What the exercise asks → Copy the data starting at the line that contains "A note for the class: find the red belt" and ending at the line that contains "<point>222,234</point>", both included, and give only those lines, writing each one out in full. Scale every coordinate in the answers by 1.55, round to whole numbers with halves going up, and leave all other text as it is.

Rows →
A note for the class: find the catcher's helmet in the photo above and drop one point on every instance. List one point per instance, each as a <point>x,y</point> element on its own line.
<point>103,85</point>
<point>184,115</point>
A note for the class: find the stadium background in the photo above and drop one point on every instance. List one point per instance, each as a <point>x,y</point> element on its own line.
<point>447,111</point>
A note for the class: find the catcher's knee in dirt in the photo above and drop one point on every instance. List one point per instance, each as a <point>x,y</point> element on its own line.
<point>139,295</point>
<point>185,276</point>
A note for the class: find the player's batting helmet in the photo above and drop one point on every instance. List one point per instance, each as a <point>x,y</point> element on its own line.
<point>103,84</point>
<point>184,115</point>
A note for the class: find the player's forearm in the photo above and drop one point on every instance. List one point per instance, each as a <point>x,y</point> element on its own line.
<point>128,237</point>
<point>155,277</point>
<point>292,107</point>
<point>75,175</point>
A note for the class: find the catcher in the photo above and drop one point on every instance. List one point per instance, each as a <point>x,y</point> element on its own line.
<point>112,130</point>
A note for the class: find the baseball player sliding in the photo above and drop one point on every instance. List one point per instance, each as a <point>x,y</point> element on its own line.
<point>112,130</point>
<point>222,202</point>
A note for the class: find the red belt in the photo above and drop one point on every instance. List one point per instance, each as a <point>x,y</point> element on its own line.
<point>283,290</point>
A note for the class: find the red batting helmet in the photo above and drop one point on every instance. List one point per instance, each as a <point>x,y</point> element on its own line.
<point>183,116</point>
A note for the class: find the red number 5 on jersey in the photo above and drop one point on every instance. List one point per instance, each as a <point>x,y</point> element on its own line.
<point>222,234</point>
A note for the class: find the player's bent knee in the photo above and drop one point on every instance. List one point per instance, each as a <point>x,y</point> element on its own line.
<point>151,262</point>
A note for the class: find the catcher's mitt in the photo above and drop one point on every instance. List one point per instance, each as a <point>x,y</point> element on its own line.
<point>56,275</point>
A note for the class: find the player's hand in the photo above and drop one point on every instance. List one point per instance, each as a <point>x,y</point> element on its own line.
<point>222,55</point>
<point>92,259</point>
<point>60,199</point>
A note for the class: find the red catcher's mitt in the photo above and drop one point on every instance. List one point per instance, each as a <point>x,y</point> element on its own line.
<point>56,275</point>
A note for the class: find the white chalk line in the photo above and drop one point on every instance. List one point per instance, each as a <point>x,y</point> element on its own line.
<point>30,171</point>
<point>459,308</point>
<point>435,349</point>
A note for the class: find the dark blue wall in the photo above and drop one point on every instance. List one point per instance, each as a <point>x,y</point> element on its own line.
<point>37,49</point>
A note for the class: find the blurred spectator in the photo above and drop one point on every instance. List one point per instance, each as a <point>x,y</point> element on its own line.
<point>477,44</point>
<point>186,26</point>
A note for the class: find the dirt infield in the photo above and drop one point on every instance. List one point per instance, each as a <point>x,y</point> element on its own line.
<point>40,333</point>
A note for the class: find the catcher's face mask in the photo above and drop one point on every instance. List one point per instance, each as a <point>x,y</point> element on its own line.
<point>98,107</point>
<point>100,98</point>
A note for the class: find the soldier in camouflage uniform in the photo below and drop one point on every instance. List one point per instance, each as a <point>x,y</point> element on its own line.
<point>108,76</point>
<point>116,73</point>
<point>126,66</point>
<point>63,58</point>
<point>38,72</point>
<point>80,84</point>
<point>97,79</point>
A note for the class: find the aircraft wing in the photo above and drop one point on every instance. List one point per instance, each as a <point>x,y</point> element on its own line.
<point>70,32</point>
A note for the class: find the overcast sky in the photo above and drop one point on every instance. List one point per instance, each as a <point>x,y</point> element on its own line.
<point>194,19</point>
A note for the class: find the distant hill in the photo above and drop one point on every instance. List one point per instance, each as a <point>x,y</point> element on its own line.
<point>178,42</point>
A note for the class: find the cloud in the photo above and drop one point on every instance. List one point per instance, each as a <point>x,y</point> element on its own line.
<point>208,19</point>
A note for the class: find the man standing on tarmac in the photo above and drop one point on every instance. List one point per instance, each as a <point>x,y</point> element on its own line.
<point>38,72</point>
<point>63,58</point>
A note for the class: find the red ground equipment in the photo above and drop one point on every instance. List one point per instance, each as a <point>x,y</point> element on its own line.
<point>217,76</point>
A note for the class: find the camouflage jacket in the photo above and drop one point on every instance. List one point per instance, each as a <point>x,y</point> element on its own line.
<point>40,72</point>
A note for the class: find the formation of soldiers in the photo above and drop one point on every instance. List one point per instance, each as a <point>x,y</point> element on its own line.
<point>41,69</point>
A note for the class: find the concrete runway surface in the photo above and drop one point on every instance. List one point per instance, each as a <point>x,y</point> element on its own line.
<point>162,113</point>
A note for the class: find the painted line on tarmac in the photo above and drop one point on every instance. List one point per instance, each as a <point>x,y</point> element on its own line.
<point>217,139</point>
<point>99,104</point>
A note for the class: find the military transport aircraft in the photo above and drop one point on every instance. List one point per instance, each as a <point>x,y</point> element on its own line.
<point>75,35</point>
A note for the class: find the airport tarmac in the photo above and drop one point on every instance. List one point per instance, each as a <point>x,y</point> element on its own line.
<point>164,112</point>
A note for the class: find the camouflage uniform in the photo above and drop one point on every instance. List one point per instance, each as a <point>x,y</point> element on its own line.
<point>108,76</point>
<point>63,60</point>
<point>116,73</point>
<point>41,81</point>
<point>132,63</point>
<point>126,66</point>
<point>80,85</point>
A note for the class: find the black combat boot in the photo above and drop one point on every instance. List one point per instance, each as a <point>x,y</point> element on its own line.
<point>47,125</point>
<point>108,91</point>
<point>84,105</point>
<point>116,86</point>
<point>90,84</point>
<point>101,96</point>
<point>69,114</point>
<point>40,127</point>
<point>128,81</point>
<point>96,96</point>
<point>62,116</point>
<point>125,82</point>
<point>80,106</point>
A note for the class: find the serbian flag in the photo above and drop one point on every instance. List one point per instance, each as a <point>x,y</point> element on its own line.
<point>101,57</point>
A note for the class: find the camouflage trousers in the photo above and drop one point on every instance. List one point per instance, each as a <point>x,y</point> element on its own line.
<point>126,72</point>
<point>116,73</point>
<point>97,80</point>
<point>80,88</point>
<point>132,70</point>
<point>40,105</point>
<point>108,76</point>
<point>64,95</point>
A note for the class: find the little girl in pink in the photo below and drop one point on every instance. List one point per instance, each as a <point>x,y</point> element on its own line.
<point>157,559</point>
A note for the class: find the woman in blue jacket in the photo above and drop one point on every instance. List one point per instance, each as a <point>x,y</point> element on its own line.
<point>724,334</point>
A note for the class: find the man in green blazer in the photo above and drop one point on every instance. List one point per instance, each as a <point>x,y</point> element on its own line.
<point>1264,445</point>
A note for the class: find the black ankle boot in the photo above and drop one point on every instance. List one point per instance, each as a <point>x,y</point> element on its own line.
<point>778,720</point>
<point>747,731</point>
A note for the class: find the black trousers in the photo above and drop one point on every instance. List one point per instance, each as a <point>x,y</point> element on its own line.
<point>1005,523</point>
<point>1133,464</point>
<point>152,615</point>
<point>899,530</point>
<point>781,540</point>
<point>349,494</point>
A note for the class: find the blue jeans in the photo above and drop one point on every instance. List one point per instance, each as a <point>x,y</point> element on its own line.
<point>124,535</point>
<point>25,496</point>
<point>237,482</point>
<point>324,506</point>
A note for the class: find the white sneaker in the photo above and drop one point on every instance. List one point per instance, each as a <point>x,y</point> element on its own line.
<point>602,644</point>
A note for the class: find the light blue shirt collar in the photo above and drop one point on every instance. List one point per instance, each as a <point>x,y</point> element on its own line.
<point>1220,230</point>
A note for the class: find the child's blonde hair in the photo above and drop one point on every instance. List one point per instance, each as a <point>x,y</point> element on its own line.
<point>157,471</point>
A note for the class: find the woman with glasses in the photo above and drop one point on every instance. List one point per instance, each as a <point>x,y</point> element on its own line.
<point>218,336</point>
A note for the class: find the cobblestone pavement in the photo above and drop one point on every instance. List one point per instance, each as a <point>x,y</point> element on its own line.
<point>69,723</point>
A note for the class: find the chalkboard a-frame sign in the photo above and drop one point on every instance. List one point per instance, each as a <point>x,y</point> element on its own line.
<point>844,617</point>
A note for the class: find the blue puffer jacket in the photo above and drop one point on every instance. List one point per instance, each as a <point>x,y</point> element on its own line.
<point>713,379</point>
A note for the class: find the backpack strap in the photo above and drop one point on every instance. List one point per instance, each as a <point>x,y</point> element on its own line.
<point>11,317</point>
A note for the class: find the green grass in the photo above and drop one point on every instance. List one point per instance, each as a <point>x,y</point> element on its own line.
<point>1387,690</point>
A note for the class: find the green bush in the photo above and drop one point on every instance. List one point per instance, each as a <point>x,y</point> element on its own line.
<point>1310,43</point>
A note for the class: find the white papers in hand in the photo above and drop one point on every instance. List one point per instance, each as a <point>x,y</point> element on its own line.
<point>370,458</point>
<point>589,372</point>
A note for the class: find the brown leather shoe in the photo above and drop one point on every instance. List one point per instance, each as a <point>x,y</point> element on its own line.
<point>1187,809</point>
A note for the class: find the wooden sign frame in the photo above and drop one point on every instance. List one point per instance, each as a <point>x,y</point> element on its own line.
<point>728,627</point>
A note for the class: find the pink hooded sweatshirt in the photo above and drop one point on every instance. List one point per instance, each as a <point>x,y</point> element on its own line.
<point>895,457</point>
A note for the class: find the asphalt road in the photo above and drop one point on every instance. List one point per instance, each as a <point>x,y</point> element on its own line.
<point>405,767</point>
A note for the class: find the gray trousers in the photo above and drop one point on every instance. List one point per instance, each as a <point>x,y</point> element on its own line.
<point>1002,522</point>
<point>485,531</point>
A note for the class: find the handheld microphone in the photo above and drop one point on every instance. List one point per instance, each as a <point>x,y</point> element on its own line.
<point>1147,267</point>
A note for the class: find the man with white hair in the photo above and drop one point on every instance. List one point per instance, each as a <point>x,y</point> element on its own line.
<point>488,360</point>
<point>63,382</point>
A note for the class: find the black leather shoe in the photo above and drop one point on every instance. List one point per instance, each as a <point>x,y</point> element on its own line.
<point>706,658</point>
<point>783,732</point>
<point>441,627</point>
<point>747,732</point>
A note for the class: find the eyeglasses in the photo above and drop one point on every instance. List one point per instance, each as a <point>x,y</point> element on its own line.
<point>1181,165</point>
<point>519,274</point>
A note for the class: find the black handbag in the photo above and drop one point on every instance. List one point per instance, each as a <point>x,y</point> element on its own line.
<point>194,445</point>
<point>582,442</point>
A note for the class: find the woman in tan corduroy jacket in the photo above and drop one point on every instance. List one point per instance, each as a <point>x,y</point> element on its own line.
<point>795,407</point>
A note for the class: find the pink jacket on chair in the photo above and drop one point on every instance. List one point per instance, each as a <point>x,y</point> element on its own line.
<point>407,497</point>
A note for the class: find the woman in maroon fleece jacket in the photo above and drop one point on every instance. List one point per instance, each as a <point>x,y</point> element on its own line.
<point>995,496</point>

Full answer →
A note for the class: find the red belt in the photo above and drop one point on every instance. List one point per instance, each as a <point>x,y</point> element on its own line.
<point>439,450</point>
A note for the class: find the red batting helmet in the photo above and drop one point on every instance. List one point per instance, each as a <point>x,y</point> element on its own line.
<point>284,180</point>
A note for the class: find the red number 5 on jersey in the photo above and drop one point on every instance. List one point per instance, each as a <point>x,y</point> element on its own line.
<point>344,363</point>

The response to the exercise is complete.